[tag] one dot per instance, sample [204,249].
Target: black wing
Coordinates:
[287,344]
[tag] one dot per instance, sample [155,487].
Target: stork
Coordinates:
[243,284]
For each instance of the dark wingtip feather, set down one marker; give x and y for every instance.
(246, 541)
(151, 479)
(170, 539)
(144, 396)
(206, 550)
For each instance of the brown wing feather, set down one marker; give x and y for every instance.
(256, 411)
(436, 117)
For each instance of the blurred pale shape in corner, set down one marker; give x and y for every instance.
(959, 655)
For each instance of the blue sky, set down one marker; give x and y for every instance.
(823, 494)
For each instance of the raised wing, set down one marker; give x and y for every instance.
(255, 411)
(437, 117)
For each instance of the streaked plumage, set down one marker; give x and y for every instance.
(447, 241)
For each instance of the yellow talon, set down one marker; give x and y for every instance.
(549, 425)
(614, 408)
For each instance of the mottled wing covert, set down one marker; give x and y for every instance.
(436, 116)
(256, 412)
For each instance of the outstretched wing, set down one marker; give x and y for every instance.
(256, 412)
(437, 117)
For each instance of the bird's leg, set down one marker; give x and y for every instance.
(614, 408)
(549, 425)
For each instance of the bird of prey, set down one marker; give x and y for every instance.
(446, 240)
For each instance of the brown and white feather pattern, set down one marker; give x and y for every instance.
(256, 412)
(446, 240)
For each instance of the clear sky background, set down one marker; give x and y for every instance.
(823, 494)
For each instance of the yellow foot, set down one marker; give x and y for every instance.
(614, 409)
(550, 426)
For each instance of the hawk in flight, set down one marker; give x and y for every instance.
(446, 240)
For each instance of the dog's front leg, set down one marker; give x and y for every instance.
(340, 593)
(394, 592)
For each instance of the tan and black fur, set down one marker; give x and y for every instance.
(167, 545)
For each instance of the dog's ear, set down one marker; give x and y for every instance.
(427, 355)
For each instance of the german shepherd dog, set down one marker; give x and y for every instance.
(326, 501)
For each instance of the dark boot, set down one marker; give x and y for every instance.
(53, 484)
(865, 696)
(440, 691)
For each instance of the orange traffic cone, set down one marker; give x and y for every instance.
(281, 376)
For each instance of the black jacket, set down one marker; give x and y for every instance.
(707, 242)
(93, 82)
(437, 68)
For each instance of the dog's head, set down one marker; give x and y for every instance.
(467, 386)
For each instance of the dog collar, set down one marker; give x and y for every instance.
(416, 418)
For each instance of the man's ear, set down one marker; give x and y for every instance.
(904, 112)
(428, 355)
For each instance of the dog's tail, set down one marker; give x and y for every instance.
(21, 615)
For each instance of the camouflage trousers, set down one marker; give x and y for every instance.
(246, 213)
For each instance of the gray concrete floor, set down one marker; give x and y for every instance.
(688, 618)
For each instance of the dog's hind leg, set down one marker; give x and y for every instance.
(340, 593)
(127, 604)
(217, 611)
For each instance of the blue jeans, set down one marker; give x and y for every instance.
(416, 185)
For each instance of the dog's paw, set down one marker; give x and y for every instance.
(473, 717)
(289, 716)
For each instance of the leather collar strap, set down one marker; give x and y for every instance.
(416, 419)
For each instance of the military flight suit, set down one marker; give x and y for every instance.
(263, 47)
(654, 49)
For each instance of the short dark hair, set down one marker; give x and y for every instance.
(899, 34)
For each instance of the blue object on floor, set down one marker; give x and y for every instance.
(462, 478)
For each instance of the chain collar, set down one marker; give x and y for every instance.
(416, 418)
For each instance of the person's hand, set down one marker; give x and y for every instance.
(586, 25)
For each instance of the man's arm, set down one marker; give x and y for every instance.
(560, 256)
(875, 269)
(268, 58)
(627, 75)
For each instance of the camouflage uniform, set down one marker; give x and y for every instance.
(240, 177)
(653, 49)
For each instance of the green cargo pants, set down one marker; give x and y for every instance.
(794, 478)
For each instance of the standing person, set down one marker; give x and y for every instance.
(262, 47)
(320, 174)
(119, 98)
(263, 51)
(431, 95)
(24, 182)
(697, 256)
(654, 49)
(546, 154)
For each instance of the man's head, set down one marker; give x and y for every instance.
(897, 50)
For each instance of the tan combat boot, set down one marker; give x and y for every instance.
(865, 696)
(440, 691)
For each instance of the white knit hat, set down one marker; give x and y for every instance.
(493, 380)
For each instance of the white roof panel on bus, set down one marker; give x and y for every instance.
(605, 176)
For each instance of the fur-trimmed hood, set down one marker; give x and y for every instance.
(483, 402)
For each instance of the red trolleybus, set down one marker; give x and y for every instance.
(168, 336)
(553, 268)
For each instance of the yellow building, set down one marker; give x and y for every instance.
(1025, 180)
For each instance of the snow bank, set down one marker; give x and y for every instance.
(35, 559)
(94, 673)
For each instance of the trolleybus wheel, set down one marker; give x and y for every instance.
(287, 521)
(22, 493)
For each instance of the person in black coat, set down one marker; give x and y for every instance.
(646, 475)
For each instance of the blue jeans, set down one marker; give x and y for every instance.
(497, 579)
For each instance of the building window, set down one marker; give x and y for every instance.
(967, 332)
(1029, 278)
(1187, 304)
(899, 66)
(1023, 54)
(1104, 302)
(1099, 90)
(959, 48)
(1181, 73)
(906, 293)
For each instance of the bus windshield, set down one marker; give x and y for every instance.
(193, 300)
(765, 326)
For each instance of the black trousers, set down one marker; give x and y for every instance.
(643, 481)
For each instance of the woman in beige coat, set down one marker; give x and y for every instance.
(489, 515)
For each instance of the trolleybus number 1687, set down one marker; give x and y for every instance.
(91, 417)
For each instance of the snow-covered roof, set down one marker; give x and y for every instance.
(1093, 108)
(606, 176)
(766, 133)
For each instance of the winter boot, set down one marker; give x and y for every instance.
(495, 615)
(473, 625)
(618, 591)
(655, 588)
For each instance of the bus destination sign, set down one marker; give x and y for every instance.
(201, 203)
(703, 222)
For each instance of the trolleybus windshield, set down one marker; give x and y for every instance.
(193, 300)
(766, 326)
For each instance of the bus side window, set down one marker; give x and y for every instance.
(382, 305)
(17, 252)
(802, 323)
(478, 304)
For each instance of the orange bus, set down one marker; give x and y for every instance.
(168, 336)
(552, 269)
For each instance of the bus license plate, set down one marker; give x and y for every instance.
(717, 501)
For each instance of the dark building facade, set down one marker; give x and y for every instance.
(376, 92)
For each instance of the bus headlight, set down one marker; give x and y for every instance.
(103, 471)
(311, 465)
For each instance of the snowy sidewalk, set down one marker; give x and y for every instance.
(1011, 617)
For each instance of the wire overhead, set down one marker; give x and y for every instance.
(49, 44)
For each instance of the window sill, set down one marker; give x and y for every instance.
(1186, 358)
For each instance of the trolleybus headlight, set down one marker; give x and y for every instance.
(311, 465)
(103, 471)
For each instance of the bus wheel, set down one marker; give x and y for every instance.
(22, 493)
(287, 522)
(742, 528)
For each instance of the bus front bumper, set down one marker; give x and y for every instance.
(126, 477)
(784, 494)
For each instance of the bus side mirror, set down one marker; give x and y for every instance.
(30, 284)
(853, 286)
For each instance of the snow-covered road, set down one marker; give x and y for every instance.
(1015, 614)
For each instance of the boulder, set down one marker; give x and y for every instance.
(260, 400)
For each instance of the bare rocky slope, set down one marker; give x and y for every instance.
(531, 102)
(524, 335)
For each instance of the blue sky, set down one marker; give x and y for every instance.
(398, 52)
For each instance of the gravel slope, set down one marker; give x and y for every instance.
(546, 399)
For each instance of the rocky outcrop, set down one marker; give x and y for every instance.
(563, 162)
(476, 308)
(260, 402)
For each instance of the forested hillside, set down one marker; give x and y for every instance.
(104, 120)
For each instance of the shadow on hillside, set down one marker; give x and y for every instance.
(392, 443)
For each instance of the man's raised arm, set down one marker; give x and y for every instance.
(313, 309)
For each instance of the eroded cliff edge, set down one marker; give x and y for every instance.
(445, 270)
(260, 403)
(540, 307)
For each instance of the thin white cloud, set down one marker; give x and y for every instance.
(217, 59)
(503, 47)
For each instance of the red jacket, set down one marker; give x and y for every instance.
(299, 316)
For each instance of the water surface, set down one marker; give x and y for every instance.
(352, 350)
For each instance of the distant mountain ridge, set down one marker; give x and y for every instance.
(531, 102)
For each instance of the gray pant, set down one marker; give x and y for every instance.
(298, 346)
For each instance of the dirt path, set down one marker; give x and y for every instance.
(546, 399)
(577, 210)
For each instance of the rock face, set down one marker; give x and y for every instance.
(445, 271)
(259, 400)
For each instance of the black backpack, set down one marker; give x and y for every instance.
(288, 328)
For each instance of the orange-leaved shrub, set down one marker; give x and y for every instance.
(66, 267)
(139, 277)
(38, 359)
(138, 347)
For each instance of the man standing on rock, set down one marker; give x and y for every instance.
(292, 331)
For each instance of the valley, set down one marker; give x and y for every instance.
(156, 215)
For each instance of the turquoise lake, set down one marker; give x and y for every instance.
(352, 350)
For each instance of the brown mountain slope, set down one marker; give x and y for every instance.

============================================================

> AIM OF THE EXERCISE
Print from the line containing "For each instance of the distant" to the last line above, exactly as written.

> EXERCISE RESPONSE
For each instance of the distant mountain ridge, set down one marker; give x and y for every instance.
(531, 102)
For each instance of the gray pant, set down one marker; give x and y for every instance.
(298, 346)
For each instance of the dirt path, set down one marker; give x and y for every instance.
(546, 399)
(577, 210)
For each instance of the rock face, set down one marker; give x and y for every instance.
(445, 271)
(259, 400)
For each instance of the black backpack, set down one marker; give x and y for every instance.
(288, 328)
For each instance of the orange-leaved shrub, set down one marker; give x and y for every instance.
(66, 267)
(139, 277)
(38, 359)
(138, 347)
For each instance of the man standing on rock, set down one marker; give x and y for every instance.
(292, 331)
For each instance of the valley, set down one marker; give x and y for every instance.
(156, 215)
For each instance of the turquoise lake, set down one marker; give x and y for every instance.
(352, 350)
For each instance of the brown mountain slope, set down one marker; give x and y for every instance.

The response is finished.